* Tarea pendiente:
Indica si cada afirmación coincide con el texto sobre el guionista con nombre de cineasta. Responde sí o no y cita literalmente las palabras del texto que lo deciden.
1. En 2001 el fax todavía servía para mandar invitaciones y boletines.
2. Hoy él presta sin problema los libros de su biblioteca.
3. El sismo que él recuerda ocurrió en 2001.
[Texto de origen]
Una película y un libro
La primera vez que me encontré con su nombre fue en la redacción de El Universal de Puebla. En el 2001, el fax aún era la vía por la que las oficinas de Comunicación Social enviaban invitaciones y boletines, así que cuando lo leí mientras merodeaba por ahí pensé con algo de curiosidad: “A este le pusieron el nombre del cineasta”.
Un par de años después, llegué al quinto piso del edificio de Galerías Fama. Ahí lo veía subir y bajar por las escaleras que conducían de la jefatura de información a la cabina de Radio Tribuna. Sólo nos sonreíamos como las amigables personas que nos tocó ser. Al cabo de unos días entró a la oficina y dijo sin mayor preámbulo. “Se va una reportera, ¿te interesa entrar en su lugar?”. Yo apenas había cubierto eventos pagados en El Universal de Puebla. De la calle y la coyuntura sabía nada. Semanas más tarde caí en cuenta de que se trataba del sujeto que tenía nombre de cineasta.
Entre la edición de sondeos y la antesala a la grabación de notas, hablábamos de La Silla del Águila y el Código Da Vinci. Claro que en ese entonces él aún prestaba libros sin el menor recelo. Hoy prefiere regalarlos nuevos antes que compartir su atesorada biblioteca. De la novela de Carlos Fuentes pasábamos a comentar la grilla local, las cornadas que dan hambre, yo le conté que me habría gustado estudiar Psicología, él me contó del recuerdo que traía clavado en la cabeza por el sismo del ‘99 que lo pescó en el Palacio Municipal de Puebla. Intercambiábamos opiniones sobre el séptimo arte y también evocábamos las canciones de Mijares, Alejandro Sanz o el catálogo que en ese entonces programaba el 98.7 de FM.
La mayor parte del tiempo en su oficina se la pasaba al teléfono. Las líneas que escribía en su libreta sí parecían signos de taquigrafía. Yo leía el teasser que redactaba y así él me enseñó a cabecear. Siempre hablábamos del proceso de comunicación. “Se olvida tan fácil al receptor”. Le decía yo. Odiábamos cuando algún conductor de noticias leía la cabeza y el reportero entraba al aire repitiendo la misma frase. Cuando me mudé de estación de radio repliqué sus buenas prácticas: sondear a ciudadanos, hacer metáforas con las cabezas y anteponer lo social a lo político.
Pasó una vida. O dos. Casi tres. Hubo encuentros y desencuentros que dan para una película. Pero él es apenas guionista y yo una prófuga del periodismo. Una mañana lo vi de nuevo subiendo y bajando las escaleras. En la Escuela Libre de Psicología hablábamos de otros para no hablar de nosotros. Yo necesitaba a alguien que escribiera bien, no sólo juntar sujeto, verbo y predicado. No hay quien regale poesía en lugar de noticias como él. “¿Sabes en lo que te metes?”, le pregunté cuando le propuse rentar sus manos en su tiempo libre, convertirse en un textoservidor.
¿Para qué el psicoanálisis? Para hacer arte. Es lo único que sabemos. Hoy hablamos de libros por hacer, de la deformación del psicoanálisis, de lacanianos vs freudianos. De un mundo donde haya más escucha y menos ecolalia. Donde haya más preguntarse y se dejen de dar respuestas como recetas médicas.
Dice Freud que “no elegimos a los otros al azar, que nos encontramos con aquellos que existen ya en nuestro inconsciente”. Así que cuando Alberto Isaac Mendoza Torres me dijo: “vas”, escribí. En abril yo solía andar sin sostén, la cuarentena asomaba sus fauces que amenazaban con devorar lo poco que me quedaba. De eso y más escribí. Hoy ese artículo está impreso en un libro. No tengo palabras para esa emoción, lo único que alcanzo a escribir es que ver mi nombre ahí es enloquecedor.
[/Texto de origen]
[Entradas registradas]
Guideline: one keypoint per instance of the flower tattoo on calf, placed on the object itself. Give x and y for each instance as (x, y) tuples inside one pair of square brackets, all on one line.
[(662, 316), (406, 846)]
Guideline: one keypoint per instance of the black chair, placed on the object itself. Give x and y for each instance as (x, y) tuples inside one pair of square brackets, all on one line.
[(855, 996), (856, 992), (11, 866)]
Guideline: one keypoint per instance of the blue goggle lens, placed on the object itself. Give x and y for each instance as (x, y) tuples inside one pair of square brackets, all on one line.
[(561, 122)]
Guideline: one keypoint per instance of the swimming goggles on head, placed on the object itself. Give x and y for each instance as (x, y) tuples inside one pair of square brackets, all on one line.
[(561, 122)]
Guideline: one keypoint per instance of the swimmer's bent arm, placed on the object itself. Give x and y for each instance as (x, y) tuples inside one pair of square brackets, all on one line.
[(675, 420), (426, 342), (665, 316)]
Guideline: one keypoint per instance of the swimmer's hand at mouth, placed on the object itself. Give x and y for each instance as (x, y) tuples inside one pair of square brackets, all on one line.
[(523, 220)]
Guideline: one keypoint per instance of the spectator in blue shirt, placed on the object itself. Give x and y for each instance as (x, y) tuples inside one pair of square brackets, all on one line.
[/Entradas registradas]
* Tarea resuelta:
1. Sí: "En el 2001, el fax aún era la vía por la que las oficinas de Comunicación Social enviaban invitaciones y boletines".
2. No: "Hoy prefiere regalarlos nuevos antes que compartir su atesorada biblioteca."
3. No: "el sismo del ‘99 que lo pescó en el Palacio Municipal de Puebla".